Consigne: Pour chacune des affirmations suivantes, répondez par oui ou par non selon le texte sur la noblesse aux États, et citez à l'identique les mots du texte qui tranchent. 1. En 1406 et en 1415, les bannerets sont désignés par leur nom propre. 2. En 1415, la part des bannerets dans les travaux des États est la plus importante. 3. La noblesse établie à Bruxelles est peu nombreuse dans les convocatielijsten.

**** Source

Dans le deuxième état, comme pour le haut clergé, les bannerets de 1406 et de 1415 ne sont pas nommés mais désignés comme « le seigneur de… » ou « de here van… » Pour Mario Damen, il faut voir dans cette prééminence du titre sur l’individu « un indice de leur statut social élevé » . En 1415, leur part dans les travaux des Etats s’avère la plus ample, alors que manquent à l’appel des nobles d’autres rangs. L’historien formule l’hypothèse d’une baisse globale de participation des hommes de condition au XVè siècle ainsi que d’un glissement, dans les deux premiers ordres, de la représentation personnelle à la représentation effective de l’ordre. Cela n’empêche pas une présence bien personnelle quand l’enjeu des réunions est de taille. Pour les autres, les assistances de plus de cent personnes finiront par appartenir définitivement au passé… A noter encore l’importance numérique, dans les convocatielijsten, de la noblesse établie à Bruxelles, qui s’explique en partie par l’extension des vieilles lignées, mais aussi par l’attrait des positions à prendre (bourgmestre, échevin…), avec la puissance politique qu’elles confèrent dans la proximité d’une résidence ducale de plus en plus prisée.

********
**** Données brutes

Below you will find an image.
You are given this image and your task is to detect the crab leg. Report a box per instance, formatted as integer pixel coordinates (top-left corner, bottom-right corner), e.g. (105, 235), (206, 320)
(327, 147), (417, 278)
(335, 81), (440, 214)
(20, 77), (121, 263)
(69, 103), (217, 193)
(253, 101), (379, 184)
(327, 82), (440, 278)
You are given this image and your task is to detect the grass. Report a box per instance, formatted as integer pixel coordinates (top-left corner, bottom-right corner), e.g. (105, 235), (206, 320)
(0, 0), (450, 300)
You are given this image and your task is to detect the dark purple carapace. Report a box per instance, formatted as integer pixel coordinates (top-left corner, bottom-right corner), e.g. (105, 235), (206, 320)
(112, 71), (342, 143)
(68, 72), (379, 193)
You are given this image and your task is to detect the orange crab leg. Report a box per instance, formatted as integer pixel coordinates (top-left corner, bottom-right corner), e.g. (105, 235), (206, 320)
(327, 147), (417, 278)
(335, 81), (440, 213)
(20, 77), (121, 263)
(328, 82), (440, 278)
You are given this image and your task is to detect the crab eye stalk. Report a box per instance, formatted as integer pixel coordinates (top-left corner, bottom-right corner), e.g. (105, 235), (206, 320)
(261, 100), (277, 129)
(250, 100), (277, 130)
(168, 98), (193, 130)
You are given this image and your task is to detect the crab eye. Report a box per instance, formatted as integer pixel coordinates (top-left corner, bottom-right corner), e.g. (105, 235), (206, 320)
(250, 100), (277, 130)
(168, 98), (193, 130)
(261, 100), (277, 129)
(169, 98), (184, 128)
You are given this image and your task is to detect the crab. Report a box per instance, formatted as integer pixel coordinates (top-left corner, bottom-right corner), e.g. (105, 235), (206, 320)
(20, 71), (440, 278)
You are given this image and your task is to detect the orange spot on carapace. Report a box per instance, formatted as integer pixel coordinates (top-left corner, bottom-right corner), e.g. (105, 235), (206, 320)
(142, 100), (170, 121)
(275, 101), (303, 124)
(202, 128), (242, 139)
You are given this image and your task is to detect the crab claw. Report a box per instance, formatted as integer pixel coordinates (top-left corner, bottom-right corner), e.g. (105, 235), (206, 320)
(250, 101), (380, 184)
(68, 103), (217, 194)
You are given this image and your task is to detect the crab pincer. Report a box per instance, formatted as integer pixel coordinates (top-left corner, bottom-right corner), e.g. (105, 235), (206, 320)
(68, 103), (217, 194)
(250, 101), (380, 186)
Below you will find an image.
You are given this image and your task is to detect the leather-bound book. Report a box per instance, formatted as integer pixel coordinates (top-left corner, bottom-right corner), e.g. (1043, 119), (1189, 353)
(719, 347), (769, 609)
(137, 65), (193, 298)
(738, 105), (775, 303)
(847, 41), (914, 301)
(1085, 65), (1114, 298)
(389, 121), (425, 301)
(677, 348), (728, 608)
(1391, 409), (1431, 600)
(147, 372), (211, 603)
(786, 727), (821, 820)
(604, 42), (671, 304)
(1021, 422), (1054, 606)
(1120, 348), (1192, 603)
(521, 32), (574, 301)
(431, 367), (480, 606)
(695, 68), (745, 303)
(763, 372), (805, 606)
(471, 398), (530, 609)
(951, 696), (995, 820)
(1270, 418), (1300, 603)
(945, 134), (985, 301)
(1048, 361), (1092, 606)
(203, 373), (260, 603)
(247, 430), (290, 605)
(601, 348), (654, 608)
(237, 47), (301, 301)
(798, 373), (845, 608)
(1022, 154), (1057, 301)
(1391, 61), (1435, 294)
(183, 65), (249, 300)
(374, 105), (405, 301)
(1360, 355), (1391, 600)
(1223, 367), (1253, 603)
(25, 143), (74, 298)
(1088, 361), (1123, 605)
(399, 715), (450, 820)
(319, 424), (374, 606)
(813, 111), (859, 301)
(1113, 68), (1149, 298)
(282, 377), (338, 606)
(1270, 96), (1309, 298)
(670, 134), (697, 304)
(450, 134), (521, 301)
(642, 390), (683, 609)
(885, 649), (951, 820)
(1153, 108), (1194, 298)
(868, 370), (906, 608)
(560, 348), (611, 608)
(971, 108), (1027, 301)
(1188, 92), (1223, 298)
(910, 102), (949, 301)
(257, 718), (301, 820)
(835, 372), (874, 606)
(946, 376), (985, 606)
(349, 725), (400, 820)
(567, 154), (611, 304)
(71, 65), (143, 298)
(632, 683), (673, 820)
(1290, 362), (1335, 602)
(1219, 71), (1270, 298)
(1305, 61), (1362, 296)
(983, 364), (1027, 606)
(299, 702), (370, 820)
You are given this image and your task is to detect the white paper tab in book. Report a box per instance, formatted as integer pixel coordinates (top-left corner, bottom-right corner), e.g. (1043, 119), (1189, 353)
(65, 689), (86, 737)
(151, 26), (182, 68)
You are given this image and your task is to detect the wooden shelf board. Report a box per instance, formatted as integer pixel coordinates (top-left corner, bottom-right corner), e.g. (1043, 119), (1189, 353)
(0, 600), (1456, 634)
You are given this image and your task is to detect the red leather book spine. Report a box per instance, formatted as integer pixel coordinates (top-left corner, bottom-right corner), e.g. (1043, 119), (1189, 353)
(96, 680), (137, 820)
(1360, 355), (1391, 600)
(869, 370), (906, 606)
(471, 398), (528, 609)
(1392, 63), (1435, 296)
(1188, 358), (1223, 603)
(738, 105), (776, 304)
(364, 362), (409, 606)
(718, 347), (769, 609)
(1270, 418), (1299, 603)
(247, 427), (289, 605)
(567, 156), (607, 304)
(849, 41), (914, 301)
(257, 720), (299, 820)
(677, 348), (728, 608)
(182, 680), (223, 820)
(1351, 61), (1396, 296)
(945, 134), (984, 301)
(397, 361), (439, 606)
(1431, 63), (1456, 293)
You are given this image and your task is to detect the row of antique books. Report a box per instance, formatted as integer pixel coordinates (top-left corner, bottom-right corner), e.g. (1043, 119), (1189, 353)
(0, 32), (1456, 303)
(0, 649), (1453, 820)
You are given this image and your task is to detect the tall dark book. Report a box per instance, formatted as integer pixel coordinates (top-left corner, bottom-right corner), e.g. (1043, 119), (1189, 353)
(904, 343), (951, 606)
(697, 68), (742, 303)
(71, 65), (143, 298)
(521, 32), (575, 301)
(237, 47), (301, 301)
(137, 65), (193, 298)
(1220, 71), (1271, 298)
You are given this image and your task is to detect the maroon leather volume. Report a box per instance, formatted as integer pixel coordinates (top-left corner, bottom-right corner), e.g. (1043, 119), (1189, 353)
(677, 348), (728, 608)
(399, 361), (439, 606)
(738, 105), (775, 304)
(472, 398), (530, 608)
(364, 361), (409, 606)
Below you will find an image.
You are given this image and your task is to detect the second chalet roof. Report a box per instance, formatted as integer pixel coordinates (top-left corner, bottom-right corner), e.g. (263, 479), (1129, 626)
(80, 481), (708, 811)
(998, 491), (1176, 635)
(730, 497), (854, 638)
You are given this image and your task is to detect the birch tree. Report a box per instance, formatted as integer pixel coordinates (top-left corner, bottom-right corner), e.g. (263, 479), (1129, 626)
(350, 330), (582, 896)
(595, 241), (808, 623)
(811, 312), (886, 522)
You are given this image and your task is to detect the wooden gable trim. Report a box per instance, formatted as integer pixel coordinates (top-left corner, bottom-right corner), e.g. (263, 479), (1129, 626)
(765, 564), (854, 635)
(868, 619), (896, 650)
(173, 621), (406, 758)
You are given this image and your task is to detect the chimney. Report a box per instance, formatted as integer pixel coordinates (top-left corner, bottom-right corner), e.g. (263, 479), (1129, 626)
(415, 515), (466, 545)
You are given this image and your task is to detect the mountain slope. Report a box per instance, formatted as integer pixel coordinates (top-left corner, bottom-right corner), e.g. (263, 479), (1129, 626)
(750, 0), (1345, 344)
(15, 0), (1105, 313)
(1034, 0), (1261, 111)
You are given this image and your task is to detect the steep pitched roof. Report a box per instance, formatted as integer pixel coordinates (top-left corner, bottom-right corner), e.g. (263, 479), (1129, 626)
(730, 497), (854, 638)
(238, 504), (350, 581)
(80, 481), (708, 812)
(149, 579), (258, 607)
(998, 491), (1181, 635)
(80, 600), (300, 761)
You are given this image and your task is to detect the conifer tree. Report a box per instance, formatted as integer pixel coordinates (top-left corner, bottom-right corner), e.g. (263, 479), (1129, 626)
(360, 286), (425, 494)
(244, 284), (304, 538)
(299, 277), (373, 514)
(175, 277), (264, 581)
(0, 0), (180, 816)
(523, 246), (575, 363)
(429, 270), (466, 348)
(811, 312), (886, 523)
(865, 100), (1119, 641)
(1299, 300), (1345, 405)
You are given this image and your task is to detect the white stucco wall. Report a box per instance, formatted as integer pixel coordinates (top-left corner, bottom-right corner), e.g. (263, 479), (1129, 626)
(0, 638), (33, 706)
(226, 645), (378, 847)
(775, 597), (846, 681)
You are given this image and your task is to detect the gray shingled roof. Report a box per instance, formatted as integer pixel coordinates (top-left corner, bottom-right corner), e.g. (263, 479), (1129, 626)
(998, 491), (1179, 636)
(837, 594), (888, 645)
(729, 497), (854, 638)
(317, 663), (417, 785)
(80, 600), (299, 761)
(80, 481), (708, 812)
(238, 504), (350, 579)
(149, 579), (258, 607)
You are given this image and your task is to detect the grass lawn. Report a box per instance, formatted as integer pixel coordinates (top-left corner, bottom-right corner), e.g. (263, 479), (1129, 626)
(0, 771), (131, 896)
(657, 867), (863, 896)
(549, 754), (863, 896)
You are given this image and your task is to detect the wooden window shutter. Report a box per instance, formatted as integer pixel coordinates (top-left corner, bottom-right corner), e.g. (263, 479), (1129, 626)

********

Réponse complète:
1. Non : « les bannerets de 1406 et de 1415 ne sont pas nommés mais désignés comme « le seigneur de… » »
2. Oui : « En 1415, leur part dans les travaux des Etats s’avère la plus ample »
3. Non : « l’importance numérique, dans les convocatielijsten, de la noblesse établie à Bruxelles »